**Tarefas e exercícios:**
1. No texto sobre o doutor João, de quem veio o verso que ele relatou num dia em que estava triste e ameaçado de desânimo?
2. Dê continuidade ao texto sobre o doutor João a partir da última frase apresentada.

Mas milagrosamente doutor João não surta...por fora.
Ele só faz poesia.
Porque a medicina de certa forma é o exercício da poética que enlaça a vida.
Certa vez, ele meio triste, ameaçado de desânimo, me relatou um verso instantâneo, algo vindo do além, quase mediúnico, vindo do primeiro paciente do dia:
”doutor, hoje acordei pra vir aqui, nunca lhe vi, mas tive uma sensação estranha, um aperto,e preciso lhe mandar o recado que senti: não desista doutor, a comunidade precisa de você.”.
E dia desses, no cafezinho, ainda me ralatou o VERSO terno e sincero que ouviu recentemente:
“Doutor, meu querido, fui pra Aparecida e rezei pela saúde do senhor. Também truxe essa imagem aqui para o senhor carregar no carro. A violência está grande...assaltaram a gente outro dia aqui na calçada, antes de abrir a unidade. É que eu penso e me preocupo: se o senhor morrer, quem vai cuidar da gente?”

**Trechos de dados:**
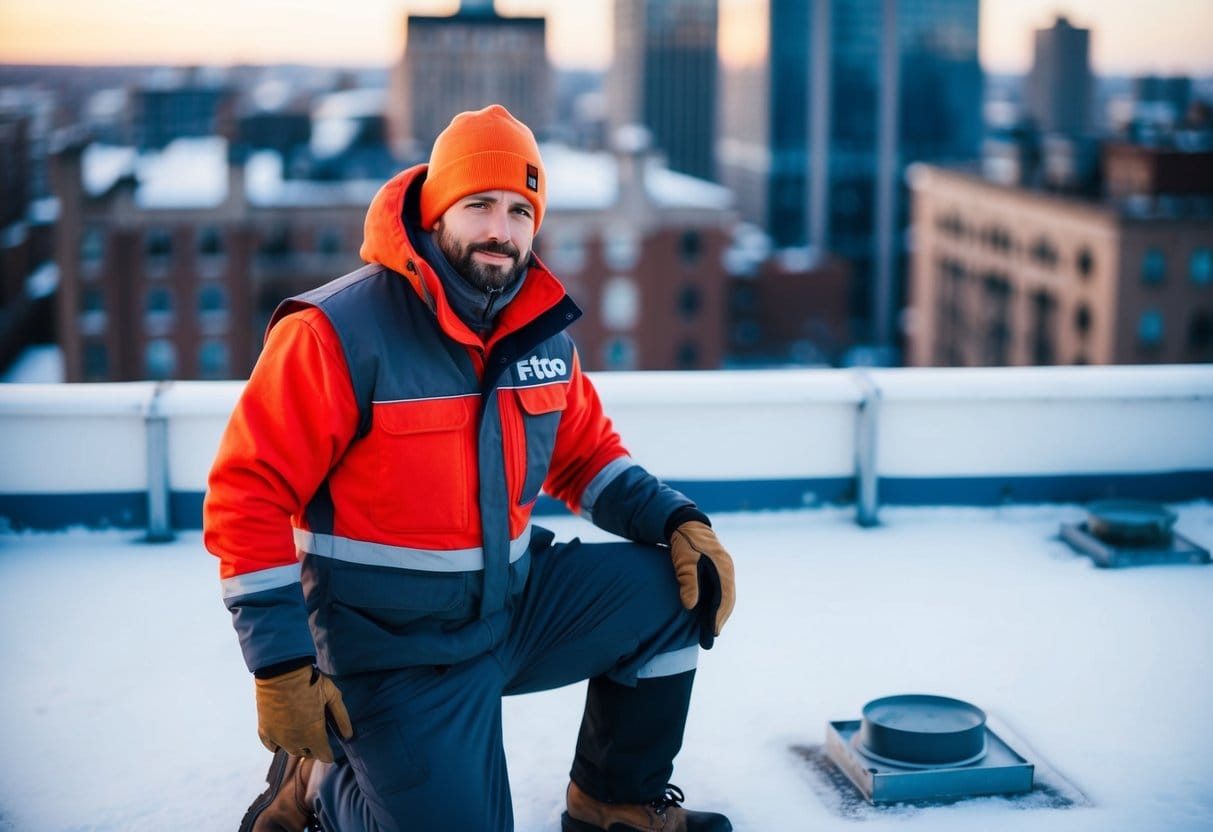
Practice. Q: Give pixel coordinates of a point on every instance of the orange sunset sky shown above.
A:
(1167, 36)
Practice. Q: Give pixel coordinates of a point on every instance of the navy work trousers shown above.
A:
(427, 748)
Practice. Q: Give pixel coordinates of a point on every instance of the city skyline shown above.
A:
(1173, 40)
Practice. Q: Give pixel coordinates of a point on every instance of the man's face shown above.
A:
(487, 237)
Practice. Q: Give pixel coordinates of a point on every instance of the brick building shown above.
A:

**Respostas das tarefas:**
1. Veio do primeiro paciente do dia.

2.
Sei que ele compreendeu que o desespero das vidas também gera um certo egoísmo obrigatório de "subsistência".
E vi que o doutor João me sorriu "por dentro" simplesmente pelo fato de que o meu amigo já sabe que nada (nem ninguém!) é insubstituível nesse mundo.
Dizem os livros dos poetas e os ditos populares que “alguns apenas o são substituíveis com maior dificuldade”.
Bobagem! Hoje já é tempo de outros tempos...tempos sem referências.
Tempos de aparências que dispensam todas as essências da vida.
Só a poesia é insubstituível.
Permanece pungente a eclodir e a colorir todos os espaços aonde a vida pede passagem.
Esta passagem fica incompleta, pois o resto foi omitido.